Region annotation entries
=-=-=-=-=

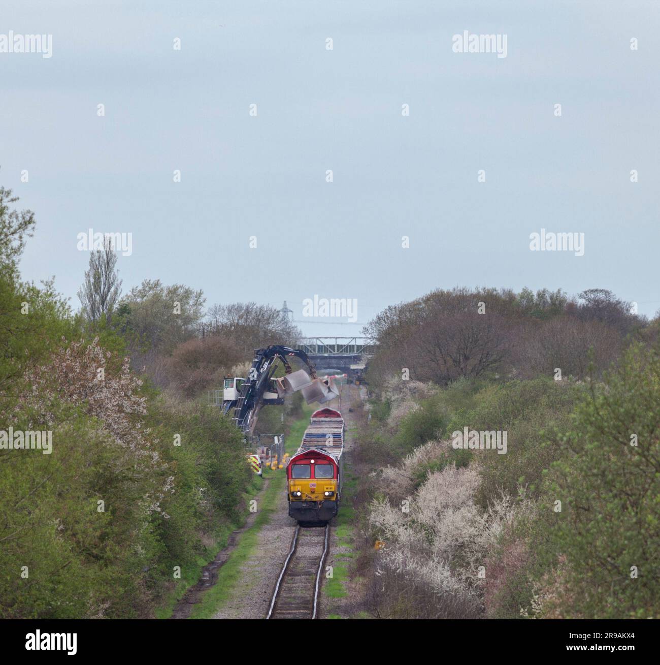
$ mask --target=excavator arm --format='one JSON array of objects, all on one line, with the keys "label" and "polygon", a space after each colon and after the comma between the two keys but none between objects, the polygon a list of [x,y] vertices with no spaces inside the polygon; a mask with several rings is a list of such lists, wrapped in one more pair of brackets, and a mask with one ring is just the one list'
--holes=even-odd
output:
[{"label": "excavator arm", "polygon": [[252,366],[231,413],[237,427],[245,434],[250,434],[257,423],[263,396],[271,386],[271,381],[276,368],[276,361],[281,361],[285,374],[288,375],[292,372],[288,362],[288,358],[292,356],[297,358],[307,366],[309,376],[312,380],[316,379],[314,364],[307,357],[307,354],[300,349],[279,345],[255,349]]}]

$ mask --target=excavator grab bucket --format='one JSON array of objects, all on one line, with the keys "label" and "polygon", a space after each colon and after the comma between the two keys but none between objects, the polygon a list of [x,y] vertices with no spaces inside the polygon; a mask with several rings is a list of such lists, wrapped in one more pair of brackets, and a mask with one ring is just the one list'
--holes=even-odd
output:
[{"label": "excavator grab bucket", "polygon": [[302,388],[302,396],[308,404],[314,402],[324,404],[338,397],[339,391],[335,388],[333,379],[330,378],[327,381],[324,381],[317,378],[311,382],[310,385]]},{"label": "excavator grab bucket", "polygon": [[311,385],[312,379],[304,370],[292,372],[291,374],[275,379],[275,386],[277,388],[277,394],[280,397],[292,395],[296,390],[304,390]]}]

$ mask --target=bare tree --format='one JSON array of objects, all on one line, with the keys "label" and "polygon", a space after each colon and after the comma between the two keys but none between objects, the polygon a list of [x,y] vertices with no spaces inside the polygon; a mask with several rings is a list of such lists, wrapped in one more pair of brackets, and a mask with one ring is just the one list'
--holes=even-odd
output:
[{"label": "bare tree", "polygon": [[85,317],[96,323],[101,315],[109,317],[122,293],[122,280],[115,270],[117,255],[112,243],[106,238],[103,249],[92,251],[85,280],[78,292]]}]

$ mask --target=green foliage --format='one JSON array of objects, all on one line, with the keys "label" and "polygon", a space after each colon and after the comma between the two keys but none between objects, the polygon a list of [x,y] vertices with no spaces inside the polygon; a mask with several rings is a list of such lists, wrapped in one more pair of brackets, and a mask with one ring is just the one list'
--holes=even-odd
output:
[{"label": "green foliage", "polygon": [[575,384],[550,378],[509,381],[487,386],[474,396],[471,408],[454,412],[445,431],[447,438],[466,426],[507,433],[506,454],[475,452],[481,475],[477,499],[484,508],[502,491],[515,495],[520,485],[538,495],[544,469],[558,456],[556,446],[546,444],[546,434],[568,426],[580,392]]},{"label": "green foliage", "polygon": [[407,454],[427,441],[438,438],[446,424],[447,410],[442,396],[434,395],[423,400],[418,408],[401,419],[395,444],[402,456]]},{"label": "green foliage", "polygon": [[[151,616],[173,567],[189,579],[242,515],[254,482],[242,437],[217,409],[170,403],[124,366],[149,294],[90,323],[52,281],[21,281],[35,223],[16,200],[0,188],[0,618]],[[158,310],[154,338],[185,333],[201,294],[148,286],[182,306],[179,319]],[[10,426],[50,430],[51,453],[8,449]]]},{"label": "green foliage", "polygon": [[[637,445],[633,435],[638,438]],[[558,438],[550,501],[566,559],[564,615],[660,616],[660,357],[635,346]],[[634,569],[633,567],[635,567]],[[637,577],[635,577],[635,571]]]}]

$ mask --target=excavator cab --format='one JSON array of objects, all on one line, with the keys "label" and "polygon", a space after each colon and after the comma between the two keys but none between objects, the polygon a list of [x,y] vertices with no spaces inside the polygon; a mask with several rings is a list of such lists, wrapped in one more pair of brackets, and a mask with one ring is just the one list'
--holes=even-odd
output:
[{"label": "excavator cab", "polygon": [[225,376],[223,386],[223,401],[234,402],[237,400],[241,396],[241,390],[245,382],[244,378],[239,378],[238,376]]}]

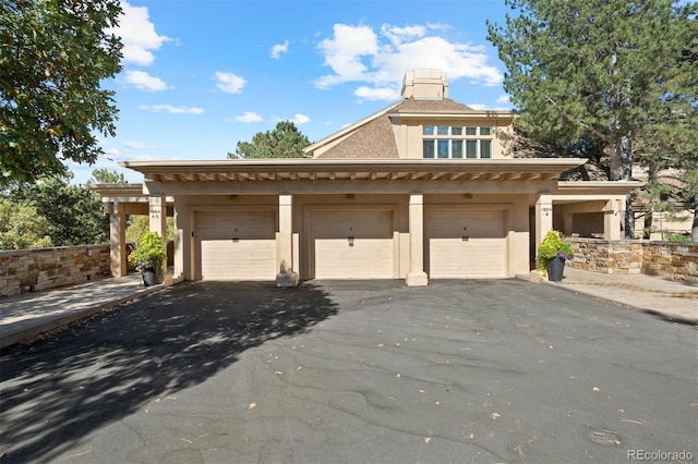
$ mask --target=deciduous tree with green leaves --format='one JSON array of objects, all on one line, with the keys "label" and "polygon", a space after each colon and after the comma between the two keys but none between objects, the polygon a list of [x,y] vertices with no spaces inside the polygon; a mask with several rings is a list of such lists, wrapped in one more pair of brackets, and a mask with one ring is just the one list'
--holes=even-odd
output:
[{"label": "deciduous tree with green leaves", "polygon": [[51,224],[36,208],[0,198],[0,249],[52,246]]},{"label": "deciduous tree with green leaves", "polygon": [[238,142],[236,152],[228,158],[302,158],[308,137],[291,121],[281,121],[274,131],[257,132],[252,142]]},{"label": "deciduous tree with green leaves", "polygon": [[92,175],[87,181],[88,184],[127,184],[127,178],[123,172],[99,168],[92,171]]},{"label": "deciduous tree with green leaves", "polygon": [[17,207],[34,208],[49,222],[53,246],[95,245],[109,242],[109,221],[96,193],[70,183],[71,176],[15,183],[4,197]]},{"label": "deciduous tree with green leaves", "polygon": [[119,0],[0,1],[0,186],[93,163],[115,135]]},{"label": "deciduous tree with green leaves", "polygon": [[[540,141],[598,147],[611,180],[630,180],[633,144],[648,122],[685,118],[666,110],[676,96],[695,107],[695,87],[686,88],[695,68],[684,53],[697,36],[696,3],[505,1],[518,14],[504,26],[489,22],[488,39],[506,65],[517,124]],[[635,236],[630,195],[627,237]]]}]

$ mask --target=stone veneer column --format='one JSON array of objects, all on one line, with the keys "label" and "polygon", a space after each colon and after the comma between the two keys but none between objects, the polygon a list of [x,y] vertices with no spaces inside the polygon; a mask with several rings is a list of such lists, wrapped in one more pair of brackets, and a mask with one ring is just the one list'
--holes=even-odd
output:
[{"label": "stone veneer column", "polygon": [[112,277],[123,277],[127,267],[127,212],[119,203],[105,204],[109,215],[109,270]]},{"label": "stone veneer column", "polygon": [[553,197],[550,192],[541,192],[535,202],[535,255],[547,232],[553,230]]},{"label": "stone veneer column", "polygon": [[424,272],[424,195],[421,192],[410,194],[410,272],[406,283],[410,286],[423,286],[429,283]]},{"label": "stone veneer column", "polygon": [[279,273],[276,286],[298,285],[298,272],[293,272],[293,196],[279,194],[279,234],[276,239]]}]

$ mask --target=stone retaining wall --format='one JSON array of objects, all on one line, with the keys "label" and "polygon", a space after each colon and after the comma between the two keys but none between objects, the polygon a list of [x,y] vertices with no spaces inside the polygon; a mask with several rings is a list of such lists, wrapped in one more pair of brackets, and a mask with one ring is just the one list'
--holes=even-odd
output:
[{"label": "stone retaining wall", "polygon": [[109,276],[109,245],[0,252],[0,297]]},{"label": "stone retaining wall", "polygon": [[604,273],[645,273],[698,283],[698,244],[641,240],[569,239],[569,266]]}]

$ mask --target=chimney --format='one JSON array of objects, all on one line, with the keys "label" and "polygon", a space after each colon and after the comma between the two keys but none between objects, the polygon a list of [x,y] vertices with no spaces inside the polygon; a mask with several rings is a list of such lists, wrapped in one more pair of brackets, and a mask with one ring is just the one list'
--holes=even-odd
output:
[{"label": "chimney", "polygon": [[446,73],[441,70],[408,71],[402,80],[402,98],[410,97],[422,100],[448,98]]}]

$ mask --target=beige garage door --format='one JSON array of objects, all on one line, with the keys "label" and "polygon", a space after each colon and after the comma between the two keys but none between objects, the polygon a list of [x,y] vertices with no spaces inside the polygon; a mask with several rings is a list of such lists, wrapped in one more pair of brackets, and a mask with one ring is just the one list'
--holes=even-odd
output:
[{"label": "beige garage door", "polygon": [[424,224],[430,278],[508,277],[504,210],[428,208]]},{"label": "beige garage door", "polygon": [[276,278],[276,211],[196,212],[194,235],[202,279]]},{"label": "beige garage door", "polygon": [[310,274],[316,279],[392,279],[393,211],[312,210]]}]

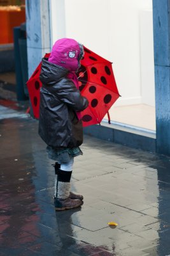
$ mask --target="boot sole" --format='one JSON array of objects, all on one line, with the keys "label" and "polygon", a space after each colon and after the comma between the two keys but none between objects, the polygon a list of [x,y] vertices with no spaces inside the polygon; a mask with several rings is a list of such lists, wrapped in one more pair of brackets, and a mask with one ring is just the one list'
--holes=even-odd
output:
[{"label": "boot sole", "polygon": [[82,204],[80,204],[78,206],[74,206],[74,207],[63,207],[63,208],[55,207],[55,211],[64,211],[64,210],[69,210],[69,209],[78,208],[78,207],[80,207],[80,206],[81,206],[81,205],[82,205]]}]

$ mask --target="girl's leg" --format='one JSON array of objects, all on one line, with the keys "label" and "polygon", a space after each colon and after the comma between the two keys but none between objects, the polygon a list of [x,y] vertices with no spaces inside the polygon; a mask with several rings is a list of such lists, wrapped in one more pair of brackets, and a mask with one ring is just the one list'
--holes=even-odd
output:
[{"label": "girl's leg", "polygon": [[74,158],[70,157],[67,163],[56,163],[55,164],[55,205],[56,211],[76,208],[81,205],[79,199],[71,199],[70,195],[70,179]]}]

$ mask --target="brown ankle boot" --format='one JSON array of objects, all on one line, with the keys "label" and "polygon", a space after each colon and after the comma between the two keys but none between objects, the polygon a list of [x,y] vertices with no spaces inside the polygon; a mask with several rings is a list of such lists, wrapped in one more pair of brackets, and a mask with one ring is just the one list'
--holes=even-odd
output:
[{"label": "brown ankle boot", "polygon": [[69,209],[77,208],[81,206],[82,201],[79,199],[71,199],[69,197],[66,199],[55,198],[55,211],[64,211]]},{"label": "brown ankle boot", "polygon": [[76,195],[73,192],[69,192],[69,196],[71,199],[79,199],[81,200],[83,200],[83,196],[81,195]]},{"label": "brown ankle boot", "polygon": [[54,199],[55,211],[64,211],[68,209],[77,208],[81,205],[80,199],[72,199],[69,197],[70,182],[62,182],[57,180],[57,197]]}]

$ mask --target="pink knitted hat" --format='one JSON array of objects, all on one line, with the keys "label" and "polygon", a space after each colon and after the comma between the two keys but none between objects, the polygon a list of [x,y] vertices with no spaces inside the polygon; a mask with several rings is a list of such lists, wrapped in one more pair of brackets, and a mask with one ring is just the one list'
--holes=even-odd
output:
[{"label": "pink knitted hat", "polygon": [[48,61],[63,67],[69,71],[76,71],[78,68],[80,46],[74,39],[62,38],[54,44]]}]

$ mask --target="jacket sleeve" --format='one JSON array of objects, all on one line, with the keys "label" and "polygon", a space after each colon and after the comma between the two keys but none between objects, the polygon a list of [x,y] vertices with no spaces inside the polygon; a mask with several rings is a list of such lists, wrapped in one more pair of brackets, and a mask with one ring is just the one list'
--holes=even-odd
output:
[{"label": "jacket sleeve", "polygon": [[81,95],[73,83],[60,83],[56,87],[53,93],[76,111],[81,111],[88,106],[87,99]]}]

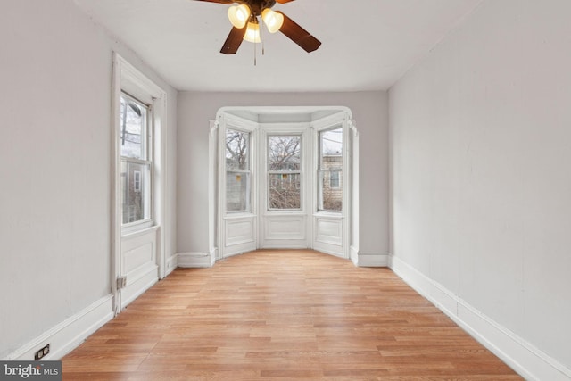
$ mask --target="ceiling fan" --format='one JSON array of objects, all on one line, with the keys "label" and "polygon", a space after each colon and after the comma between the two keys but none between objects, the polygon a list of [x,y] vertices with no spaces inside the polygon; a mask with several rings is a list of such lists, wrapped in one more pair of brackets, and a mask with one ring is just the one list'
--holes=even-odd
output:
[{"label": "ceiling fan", "polygon": [[279,11],[271,8],[276,3],[286,4],[294,0],[196,0],[209,3],[231,4],[228,8],[228,19],[232,30],[222,46],[220,53],[234,54],[238,51],[243,40],[252,43],[261,42],[261,17],[268,31],[280,31],[308,53],[317,50],[321,42],[295,21]]}]

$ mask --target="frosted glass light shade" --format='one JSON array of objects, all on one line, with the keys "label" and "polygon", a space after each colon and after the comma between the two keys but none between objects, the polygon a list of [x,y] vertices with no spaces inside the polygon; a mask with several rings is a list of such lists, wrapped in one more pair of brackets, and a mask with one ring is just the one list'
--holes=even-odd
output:
[{"label": "frosted glass light shade", "polygon": [[248,22],[248,29],[246,29],[246,34],[244,35],[244,39],[253,43],[261,42],[261,38],[260,38],[260,24]]},{"label": "frosted glass light shade", "polygon": [[248,20],[250,20],[250,8],[245,4],[240,5],[233,5],[228,8],[228,19],[233,26],[238,29],[242,29],[246,25]]},{"label": "frosted glass light shade", "polygon": [[266,8],[261,12],[261,19],[264,21],[268,31],[276,33],[284,25],[284,15]]}]

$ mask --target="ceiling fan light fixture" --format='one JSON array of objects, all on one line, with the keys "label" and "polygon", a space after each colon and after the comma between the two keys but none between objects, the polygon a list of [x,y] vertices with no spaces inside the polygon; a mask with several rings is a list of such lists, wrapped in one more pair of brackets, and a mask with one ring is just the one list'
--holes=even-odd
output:
[{"label": "ceiling fan light fixture", "polygon": [[258,44],[261,42],[260,37],[260,24],[257,22],[248,22],[248,28],[246,33],[244,35],[244,39],[248,42]]},{"label": "ceiling fan light fixture", "polygon": [[284,25],[284,15],[269,8],[266,8],[261,12],[261,19],[264,21],[269,33],[276,33]]},{"label": "ceiling fan light fixture", "polygon": [[240,5],[233,5],[228,8],[228,19],[233,26],[241,29],[245,27],[246,22],[250,20],[252,11],[245,4]]}]

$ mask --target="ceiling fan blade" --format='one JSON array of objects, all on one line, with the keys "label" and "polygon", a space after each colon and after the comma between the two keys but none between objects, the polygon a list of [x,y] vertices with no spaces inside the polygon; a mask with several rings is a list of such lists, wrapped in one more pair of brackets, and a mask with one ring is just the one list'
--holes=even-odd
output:
[{"label": "ceiling fan blade", "polygon": [[194,0],[194,1],[204,1],[207,3],[218,3],[218,4],[234,4],[232,0]]},{"label": "ceiling fan blade", "polygon": [[246,34],[247,26],[238,29],[236,27],[232,27],[232,30],[230,30],[230,34],[226,38],[224,42],[224,46],[222,46],[222,49],[220,49],[220,53],[225,54],[234,54],[238,51],[240,45],[244,39],[244,35]]},{"label": "ceiling fan blade", "polygon": [[321,42],[311,36],[310,32],[300,27],[295,21],[287,17],[283,12],[277,11],[284,16],[284,25],[279,29],[279,31],[287,36],[295,44],[302,46],[307,53],[317,50]]}]

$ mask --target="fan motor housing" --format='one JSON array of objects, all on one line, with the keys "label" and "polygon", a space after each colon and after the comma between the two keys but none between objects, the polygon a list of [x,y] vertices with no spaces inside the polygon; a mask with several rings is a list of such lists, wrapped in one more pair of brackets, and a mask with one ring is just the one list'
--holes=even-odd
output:
[{"label": "fan motor housing", "polygon": [[239,4],[245,4],[250,7],[252,13],[255,16],[261,15],[261,11],[266,8],[271,8],[276,4],[276,0],[240,0]]}]

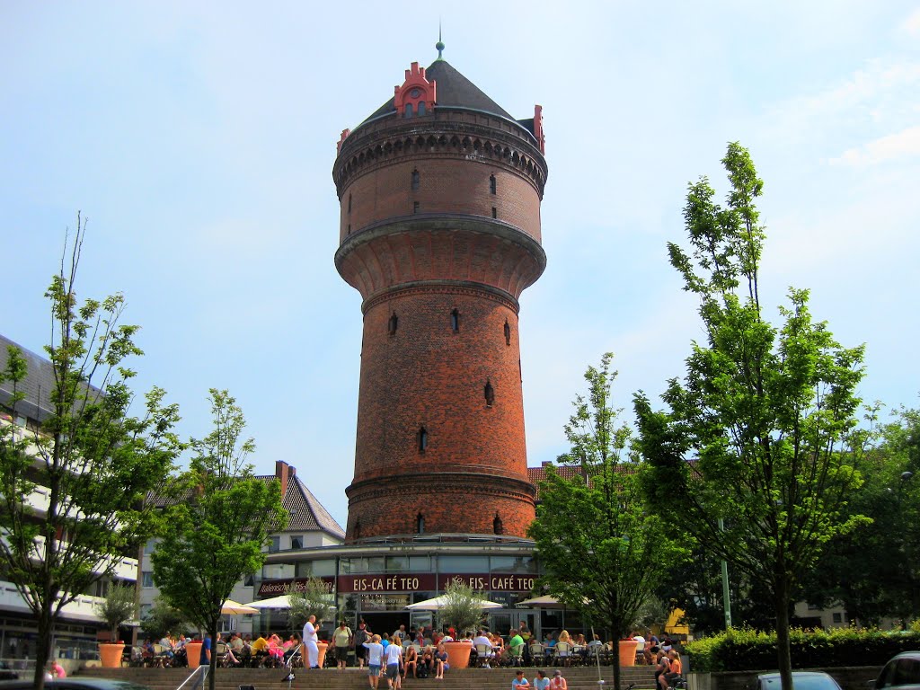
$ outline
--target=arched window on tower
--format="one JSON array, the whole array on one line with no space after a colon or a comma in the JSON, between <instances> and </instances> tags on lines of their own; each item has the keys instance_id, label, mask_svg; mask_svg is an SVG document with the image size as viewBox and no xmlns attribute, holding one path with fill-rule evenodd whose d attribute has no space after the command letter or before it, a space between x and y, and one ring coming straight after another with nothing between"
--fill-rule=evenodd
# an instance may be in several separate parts
<instances>
[{"instance_id":1,"label":"arched window on tower","mask_svg":"<svg viewBox=\"0 0 920 690\"><path fill-rule=\"evenodd\" d=\"M495 512L495 519L492 520L492 532L496 535L505 534L505 526L501 523L501 516L499 515L498 511Z\"/></svg>"}]
</instances>

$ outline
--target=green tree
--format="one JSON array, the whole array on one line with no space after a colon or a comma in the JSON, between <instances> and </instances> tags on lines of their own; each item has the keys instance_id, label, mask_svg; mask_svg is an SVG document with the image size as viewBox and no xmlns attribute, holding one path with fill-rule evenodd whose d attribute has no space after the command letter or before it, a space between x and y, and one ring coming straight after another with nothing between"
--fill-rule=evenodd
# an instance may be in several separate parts
<instances>
[{"instance_id":1,"label":"green tree","mask_svg":"<svg viewBox=\"0 0 920 690\"><path fill-rule=\"evenodd\" d=\"M856 417L863 348L841 347L813 321L804 290L789 290L779 328L766 320L755 206L763 182L738 144L722 164L727 205L713 201L705 178L691 184L684 217L692 256L668 246L684 290L699 297L707 339L694 343L683 382L669 382L667 411L636 395L639 445L653 505L680 497L681 526L769 592L783 689L791 690L795 588L829 539L866 522L845 512L862 481L853 466L866 440Z\"/></svg>"},{"instance_id":2,"label":"green tree","mask_svg":"<svg viewBox=\"0 0 920 690\"><path fill-rule=\"evenodd\" d=\"M581 476L567 479L547 468L529 535L545 570L539 584L621 638L684 549L647 510L639 466L627 456L629 427L612 406L612 359L604 354L599 369L588 368L588 397L576 397L565 426L571 450L558 460L578 466ZM618 688L619 664L614 682Z\"/></svg>"},{"instance_id":3,"label":"green tree","mask_svg":"<svg viewBox=\"0 0 920 690\"><path fill-rule=\"evenodd\" d=\"M121 294L78 301L85 232L77 215L73 245L45 293L54 383L47 399L29 401L47 409L36 426L15 423L29 375L17 350L6 353L0 373L12 389L13 420L0 420L0 558L38 627L36 690L44 685L62 609L96 582L114 580L124 558L153 534L156 515L144 499L181 445L172 431L178 408L164 404L161 389L146 394L140 417L130 416L134 372L126 362L143 354L134 344L138 327L121 323Z\"/></svg>"},{"instance_id":4,"label":"green tree","mask_svg":"<svg viewBox=\"0 0 920 690\"><path fill-rule=\"evenodd\" d=\"M812 604L840 604L860 625L879 625L893 617L903 627L920 616L920 412L902 408L882 426L879 444L859 466L866 481L850 500L853 514L872 523L828 545L822 568L805 581Z\"/></svg>"},{"instance_id":5,"label":"green tree","mask_svg":"<svg viewBox=\"0 0 920 690\"><path fill-rule=\"evenodd\" d=\"M214 428L191 439L189 471L176 482L181 500L168 511L168 530L151 556L164 598L217 639L221 609L234 586L265 560L262 547L284 529L287 512L277 480L255 478L246 463L255 450L242 440L246 419L227 391L211 389ZM211 655L214 688L217 655Z\"/></svg>"}]
</instances>

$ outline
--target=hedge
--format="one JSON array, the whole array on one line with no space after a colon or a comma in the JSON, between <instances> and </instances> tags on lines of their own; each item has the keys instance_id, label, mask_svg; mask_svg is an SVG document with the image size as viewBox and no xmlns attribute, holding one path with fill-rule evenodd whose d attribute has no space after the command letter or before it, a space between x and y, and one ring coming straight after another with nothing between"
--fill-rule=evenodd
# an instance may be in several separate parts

=-=-=-=-=

Aim
How many lines in the rows above contain the string "housing"? Reply with the number alone.

Response to this exercise
2